The most common cause of renal artery disease is due to atheromatous plaque. This may result in renal artery stenosis (narrowing) or occlusion. Other causes include: Fibromuscular Dysplasia (FMD), Arteritis (Eg. Takayasu’s) and Dissection. These are systemic processes that do not only involves the renal circulation.

What are the symptoms?

There is spectrum of presentations that include:

  • Asymptomatic ie. no symptoms
  • Difficult to control high blood pressure (hypertension) despite medical therapy
  • Renal failure especially that precipitated by ACE-Inhibitor
  • Pulmonary Oedema

How is the diagnosis made?

To confirm the diagnosis, a renal artery duplex ultrasound is performed. This confirms the diagnosis, estimates the degree of stenosis and provides information about the success of any intervention to the kidney. If there are difficulties encountered with performing the duplex ultrasound, further imaging is required, Computed Tomography-Angiogram (CTA), Magnetic Resonant-Angiogram (MRA) or formal renal angiogram is considered.

What is the management?

Management takes in consideration many factors. A multidisciplinary approach with the renal physicians and cardiologists are required to ensure the best patient care.

Depending on the presentation, management may involve revascularisation of the renal artery. Revascularisation means improving the blood supply to the kidney. This is often performed with minimally invasive techniques with ballooning +/- stent however, much less commonly, open surgery may be required.

Mesenteric (Intestinal) Ischaemia

Mesenteric or Intestinal Ischaemia is the broad term used to describe conditions that interfere with the blood supply of the bowel. These can be classified as acute (sudden onset) or chronic, both of which are serious conditions associated with poor outcomes.

Acute syndromes include:

  • Mesenteric arterial embolism or thrombosis ie. occlusion of the artery to the bowel
  • Mesenteric venous thrombosis ie. occlusion of the vein draining the bowel
  • Non-occlusive mesenteric ischaemia

These are surgical emergencies and immediate presentation to the emergency department is warranted. These conditions present with sudden onset of severe constant abdominal pain that may be associated with vomiting, diarrhoea and fever.

━━━

Carry on the text on renal artery disease and mesenteric ischaemia, picking up after its last sentence. The data that comes next plays no part in this work.

(Data extracts)

━━━

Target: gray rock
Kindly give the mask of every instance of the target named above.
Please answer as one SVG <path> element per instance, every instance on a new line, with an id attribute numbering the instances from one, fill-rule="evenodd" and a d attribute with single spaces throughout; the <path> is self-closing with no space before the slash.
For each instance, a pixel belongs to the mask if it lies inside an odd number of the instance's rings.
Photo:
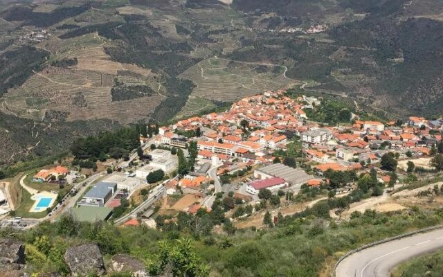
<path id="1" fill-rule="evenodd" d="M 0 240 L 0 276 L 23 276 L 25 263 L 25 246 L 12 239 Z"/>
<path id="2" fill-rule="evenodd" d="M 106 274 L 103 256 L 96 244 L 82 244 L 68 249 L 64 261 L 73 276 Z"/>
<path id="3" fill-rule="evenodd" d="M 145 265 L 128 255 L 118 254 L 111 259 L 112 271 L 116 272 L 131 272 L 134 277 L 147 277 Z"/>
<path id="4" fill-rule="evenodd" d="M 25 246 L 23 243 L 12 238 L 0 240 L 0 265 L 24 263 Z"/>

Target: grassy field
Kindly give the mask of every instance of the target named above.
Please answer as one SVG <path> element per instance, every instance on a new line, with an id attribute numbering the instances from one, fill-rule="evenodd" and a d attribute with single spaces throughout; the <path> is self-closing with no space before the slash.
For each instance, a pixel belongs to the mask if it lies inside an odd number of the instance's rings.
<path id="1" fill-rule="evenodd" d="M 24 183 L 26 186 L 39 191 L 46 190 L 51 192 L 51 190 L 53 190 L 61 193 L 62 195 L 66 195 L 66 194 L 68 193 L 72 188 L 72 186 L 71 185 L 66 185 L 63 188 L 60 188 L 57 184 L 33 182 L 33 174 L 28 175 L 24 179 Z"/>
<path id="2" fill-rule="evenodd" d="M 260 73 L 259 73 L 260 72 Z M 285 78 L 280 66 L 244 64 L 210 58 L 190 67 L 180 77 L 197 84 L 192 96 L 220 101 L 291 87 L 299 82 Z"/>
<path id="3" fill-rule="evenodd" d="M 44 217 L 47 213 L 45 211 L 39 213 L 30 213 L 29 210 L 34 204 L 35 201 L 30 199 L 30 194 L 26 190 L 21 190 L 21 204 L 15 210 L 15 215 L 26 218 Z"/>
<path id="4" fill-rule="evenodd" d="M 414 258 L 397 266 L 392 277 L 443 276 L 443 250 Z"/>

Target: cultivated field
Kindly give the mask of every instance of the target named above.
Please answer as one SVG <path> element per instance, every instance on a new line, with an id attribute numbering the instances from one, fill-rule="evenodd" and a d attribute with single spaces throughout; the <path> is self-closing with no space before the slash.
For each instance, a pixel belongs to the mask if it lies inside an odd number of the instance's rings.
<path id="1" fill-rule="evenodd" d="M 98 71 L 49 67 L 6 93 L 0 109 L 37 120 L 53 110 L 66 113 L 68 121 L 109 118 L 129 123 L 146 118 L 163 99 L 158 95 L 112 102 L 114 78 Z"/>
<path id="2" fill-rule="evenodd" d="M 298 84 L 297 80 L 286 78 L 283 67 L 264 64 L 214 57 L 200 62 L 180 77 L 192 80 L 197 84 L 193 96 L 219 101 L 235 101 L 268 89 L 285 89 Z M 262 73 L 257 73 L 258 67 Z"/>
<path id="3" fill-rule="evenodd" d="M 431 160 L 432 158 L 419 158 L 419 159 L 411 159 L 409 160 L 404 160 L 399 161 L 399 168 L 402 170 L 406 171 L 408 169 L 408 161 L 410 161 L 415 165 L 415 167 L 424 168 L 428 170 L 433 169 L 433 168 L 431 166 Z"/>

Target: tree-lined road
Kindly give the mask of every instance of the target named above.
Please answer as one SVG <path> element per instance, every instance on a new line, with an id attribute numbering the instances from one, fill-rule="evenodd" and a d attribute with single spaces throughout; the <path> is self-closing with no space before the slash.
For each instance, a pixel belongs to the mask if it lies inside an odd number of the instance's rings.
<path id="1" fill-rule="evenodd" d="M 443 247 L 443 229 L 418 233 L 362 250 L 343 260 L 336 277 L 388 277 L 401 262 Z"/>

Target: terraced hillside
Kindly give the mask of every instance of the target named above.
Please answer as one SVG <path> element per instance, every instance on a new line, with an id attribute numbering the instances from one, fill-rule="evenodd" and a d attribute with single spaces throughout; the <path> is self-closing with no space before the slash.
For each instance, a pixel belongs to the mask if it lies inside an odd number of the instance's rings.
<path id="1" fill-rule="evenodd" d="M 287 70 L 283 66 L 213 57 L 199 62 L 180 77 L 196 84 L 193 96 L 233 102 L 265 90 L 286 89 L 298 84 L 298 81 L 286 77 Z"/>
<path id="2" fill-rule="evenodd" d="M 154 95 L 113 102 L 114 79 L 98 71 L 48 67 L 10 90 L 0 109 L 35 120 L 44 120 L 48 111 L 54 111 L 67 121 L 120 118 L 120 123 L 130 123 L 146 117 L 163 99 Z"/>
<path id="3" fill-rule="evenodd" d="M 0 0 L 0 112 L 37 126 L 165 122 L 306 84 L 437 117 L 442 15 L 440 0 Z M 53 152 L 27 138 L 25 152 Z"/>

━━━

(Response box)
Chronic syndromes include:

  • Mesenteric angina
  • Median Arcuate Syndrome

Mesenteric angina develops over time and is a result of marked reduced blood supply to the bowel due to atherosclerotic plaque causing narrowings and occlusions in the arteries. The bowel usually has an extensive collateral blood supply but even this can be exhausted.

The clinical hallmark of this condition is fear of food with abdominal pain that develops approximately 30 minutes after eating. The typical patient is usually female, heavy smoker who avoids food with profound weight loss. Often these patients have been extensively investigated for possibility of malignancy or psychiatric illness.

Diagnosis is confirmed with duplex ultrasound. If confirmed, further imaging with CT-Angiography or MR-Angiography or formal angiogram is performed to plan revascularisation. Surgical intervention is aimed to improve the blood supply to the bowel (revascularisation). Options include minimally invasive techniques (balloon +/- stent) or less commonly, open surgery.

Median Arcuate Syndrome occurs due to compression of the coeliac artery (artery of the foregut) by fibres of the diaphragm. This may more rarely affect the superior mesenteric artery (artery of the midgut). Treatment is by division of some of diaphragmatic fibres with or without the need to repair the artery.